(Region pointing data)
★ ★ ★ ★ ★

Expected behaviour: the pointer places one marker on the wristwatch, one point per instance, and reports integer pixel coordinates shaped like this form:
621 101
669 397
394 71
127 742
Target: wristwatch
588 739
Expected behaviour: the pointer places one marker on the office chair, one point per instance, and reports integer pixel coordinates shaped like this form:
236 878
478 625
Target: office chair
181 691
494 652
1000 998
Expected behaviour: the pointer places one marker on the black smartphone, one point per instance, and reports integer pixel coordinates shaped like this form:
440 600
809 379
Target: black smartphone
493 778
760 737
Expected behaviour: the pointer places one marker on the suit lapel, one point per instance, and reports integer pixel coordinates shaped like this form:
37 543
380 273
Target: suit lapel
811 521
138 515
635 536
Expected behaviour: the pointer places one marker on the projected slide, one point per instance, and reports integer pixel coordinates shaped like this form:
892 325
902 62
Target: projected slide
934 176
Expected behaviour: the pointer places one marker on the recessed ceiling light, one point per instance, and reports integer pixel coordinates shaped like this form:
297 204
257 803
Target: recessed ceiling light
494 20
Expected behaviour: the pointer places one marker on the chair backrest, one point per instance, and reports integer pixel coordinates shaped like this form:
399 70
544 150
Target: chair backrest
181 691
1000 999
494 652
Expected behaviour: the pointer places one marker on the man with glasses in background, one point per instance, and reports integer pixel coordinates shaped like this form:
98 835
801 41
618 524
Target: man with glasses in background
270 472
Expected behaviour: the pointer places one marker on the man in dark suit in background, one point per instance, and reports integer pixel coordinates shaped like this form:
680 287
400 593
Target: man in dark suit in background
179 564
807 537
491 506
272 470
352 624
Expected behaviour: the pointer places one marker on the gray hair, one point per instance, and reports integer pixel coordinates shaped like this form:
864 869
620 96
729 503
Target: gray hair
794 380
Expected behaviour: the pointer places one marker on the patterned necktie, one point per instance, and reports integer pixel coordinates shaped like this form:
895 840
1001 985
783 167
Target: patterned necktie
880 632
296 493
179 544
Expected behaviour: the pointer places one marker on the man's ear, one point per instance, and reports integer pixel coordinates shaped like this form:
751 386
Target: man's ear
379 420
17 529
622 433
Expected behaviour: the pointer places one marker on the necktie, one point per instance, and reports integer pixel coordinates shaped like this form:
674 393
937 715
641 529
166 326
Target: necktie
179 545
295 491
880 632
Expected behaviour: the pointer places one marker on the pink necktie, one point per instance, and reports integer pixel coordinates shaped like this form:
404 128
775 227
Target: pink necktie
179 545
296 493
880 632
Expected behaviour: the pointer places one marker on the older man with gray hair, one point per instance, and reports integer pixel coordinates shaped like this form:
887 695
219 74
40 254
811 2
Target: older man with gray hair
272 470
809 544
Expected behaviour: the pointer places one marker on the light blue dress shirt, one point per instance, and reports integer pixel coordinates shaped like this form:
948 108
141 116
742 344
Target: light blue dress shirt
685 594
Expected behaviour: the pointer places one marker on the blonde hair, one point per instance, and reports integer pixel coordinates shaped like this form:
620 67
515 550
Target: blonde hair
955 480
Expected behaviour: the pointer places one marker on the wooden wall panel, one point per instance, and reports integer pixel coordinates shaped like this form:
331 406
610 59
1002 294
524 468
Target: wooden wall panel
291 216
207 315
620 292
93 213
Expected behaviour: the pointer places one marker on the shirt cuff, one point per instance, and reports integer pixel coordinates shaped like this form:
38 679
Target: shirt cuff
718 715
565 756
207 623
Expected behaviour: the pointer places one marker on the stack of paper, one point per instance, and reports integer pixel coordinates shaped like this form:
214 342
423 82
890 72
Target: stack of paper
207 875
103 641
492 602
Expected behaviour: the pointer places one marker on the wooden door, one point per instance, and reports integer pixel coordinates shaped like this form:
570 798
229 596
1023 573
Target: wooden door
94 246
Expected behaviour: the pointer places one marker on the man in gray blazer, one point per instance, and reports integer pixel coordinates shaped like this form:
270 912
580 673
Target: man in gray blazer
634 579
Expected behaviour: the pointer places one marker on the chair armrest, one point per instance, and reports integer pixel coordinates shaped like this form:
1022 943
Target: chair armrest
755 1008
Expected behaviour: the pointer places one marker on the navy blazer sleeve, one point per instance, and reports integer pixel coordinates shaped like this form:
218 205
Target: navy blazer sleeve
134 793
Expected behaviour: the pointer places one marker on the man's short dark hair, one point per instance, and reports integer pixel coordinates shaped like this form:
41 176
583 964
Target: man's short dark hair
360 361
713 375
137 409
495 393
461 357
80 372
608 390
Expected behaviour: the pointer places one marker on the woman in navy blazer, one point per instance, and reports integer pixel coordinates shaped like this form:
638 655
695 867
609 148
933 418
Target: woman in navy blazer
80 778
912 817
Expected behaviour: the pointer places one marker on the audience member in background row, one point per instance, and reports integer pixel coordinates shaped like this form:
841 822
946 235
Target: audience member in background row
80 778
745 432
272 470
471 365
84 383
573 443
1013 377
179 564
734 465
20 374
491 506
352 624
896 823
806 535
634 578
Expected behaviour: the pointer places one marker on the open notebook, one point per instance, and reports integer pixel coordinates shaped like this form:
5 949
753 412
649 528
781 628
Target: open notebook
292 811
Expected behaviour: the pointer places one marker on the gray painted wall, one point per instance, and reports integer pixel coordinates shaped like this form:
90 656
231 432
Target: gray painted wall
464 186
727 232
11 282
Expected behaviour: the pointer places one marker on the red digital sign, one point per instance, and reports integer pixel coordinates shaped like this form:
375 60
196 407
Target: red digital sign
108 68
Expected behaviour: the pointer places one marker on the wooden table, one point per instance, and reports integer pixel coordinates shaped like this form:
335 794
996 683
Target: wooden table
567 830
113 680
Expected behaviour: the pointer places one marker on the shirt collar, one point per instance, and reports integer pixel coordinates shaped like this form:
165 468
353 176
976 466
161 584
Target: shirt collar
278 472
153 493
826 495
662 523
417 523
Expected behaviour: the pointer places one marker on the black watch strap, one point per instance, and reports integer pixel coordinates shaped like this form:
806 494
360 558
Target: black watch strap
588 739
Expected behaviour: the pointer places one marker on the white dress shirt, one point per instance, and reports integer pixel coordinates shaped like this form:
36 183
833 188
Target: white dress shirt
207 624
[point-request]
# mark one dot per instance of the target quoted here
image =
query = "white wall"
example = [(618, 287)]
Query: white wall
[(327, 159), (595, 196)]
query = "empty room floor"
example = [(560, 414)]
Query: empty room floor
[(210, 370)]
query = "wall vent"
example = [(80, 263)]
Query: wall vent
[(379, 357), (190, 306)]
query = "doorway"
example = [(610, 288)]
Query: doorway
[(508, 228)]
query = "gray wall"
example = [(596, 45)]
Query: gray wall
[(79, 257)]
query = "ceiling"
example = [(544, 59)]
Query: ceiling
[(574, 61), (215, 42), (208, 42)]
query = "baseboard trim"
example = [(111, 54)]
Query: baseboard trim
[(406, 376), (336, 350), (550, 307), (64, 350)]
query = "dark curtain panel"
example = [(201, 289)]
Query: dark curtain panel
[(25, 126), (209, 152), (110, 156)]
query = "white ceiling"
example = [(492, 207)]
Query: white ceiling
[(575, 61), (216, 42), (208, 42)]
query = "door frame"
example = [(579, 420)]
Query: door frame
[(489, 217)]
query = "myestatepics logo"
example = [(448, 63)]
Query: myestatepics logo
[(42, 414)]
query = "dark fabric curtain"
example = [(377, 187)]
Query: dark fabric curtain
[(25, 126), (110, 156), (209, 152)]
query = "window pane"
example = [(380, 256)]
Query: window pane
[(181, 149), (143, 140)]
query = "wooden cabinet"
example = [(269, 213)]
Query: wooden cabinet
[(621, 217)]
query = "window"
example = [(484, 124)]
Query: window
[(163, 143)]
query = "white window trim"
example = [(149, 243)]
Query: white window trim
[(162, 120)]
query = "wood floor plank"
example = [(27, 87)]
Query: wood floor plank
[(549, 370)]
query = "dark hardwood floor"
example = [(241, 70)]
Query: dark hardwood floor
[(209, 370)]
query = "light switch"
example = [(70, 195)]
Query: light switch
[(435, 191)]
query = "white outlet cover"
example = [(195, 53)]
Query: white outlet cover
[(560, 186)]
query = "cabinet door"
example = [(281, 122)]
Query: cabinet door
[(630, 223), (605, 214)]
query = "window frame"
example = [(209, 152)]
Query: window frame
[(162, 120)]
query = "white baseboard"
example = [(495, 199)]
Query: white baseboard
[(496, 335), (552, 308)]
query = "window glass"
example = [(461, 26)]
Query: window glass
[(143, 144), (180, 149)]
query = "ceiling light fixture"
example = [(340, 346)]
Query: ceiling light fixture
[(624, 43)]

★ ★ ★ ★ ★

Retype word for word the line above with "Query: wooden cabinet" and all lines after it, nothing else.

EXPECTED ANSWER:
Query: wooden cabinet
[(621, 217)]
query = "window"
example = [(484, 124)]
Query: window
[(163, 143)]
query = "white window trim"
example = [(149, 243)]
Query: white window trim
[(162, 120)]
query = "wood floor plank"
example = [(27, 87)]
Query: wood floor plank
[(549, 370)]
query = "dark hardwood floor"
example = [(241, 70)]
Query: dark hardwood floor
[(209, 370)]
query = "light switch"
example = [(70, 195)]
Query: light switch
[(435, 191)]
query = "white outlet cover"
example = [(195, 53)]
Query: white outlet cover
[(560, 186)]
query = "cabinet door"
example = [(281, 122)]
Query: cabinet door
[(630, 223), (605, 214)]
query = "window frame"
example = [(209, 152)]
Query: window frame
[(162, 120)]
query = "white baseboard"
example = [(495, 199)]
Query: white baseboard
[(496, 335), (552, 308)]
query = "window glass"
example = [(461, 26)]
Query: window glass
[(143, 144), (180, 149)]
query = "ceiling light fixture"
example = [(340, 346)]
Query: ceiling light fixture
[(624, 43)]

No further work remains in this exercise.